* Written request *
Can you copy the listing below line for line, leaving out the pictures?
....
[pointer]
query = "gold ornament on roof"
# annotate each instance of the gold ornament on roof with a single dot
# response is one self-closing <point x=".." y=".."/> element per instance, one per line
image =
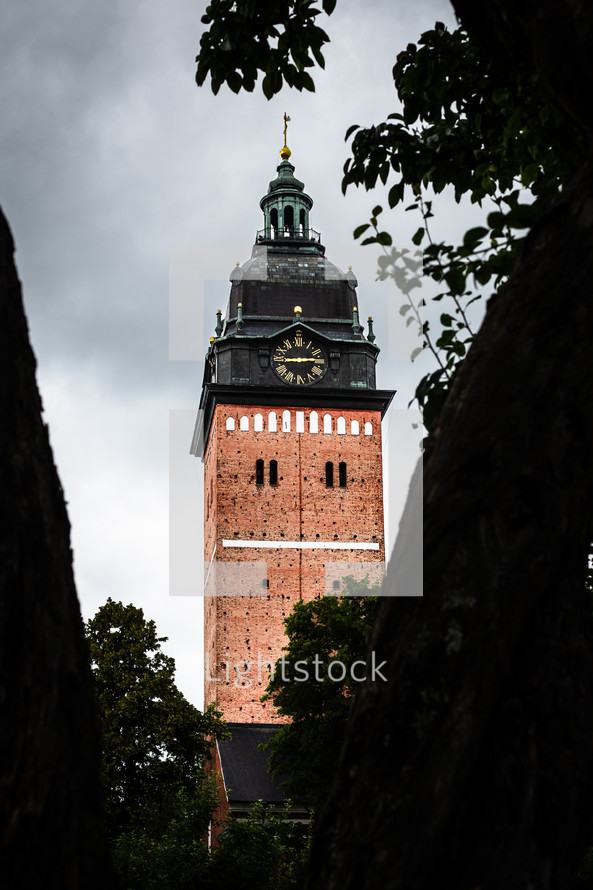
<point x="285" y="152"/>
....
* The output *
[pointer]
query = "gold ornament on roof"
# annotate each instance of the gold ornament on roof with a single dot
# response is one self-closing <point x=".." y=".."/> element per instance, one per line
image =
<point x="285" y="152"/>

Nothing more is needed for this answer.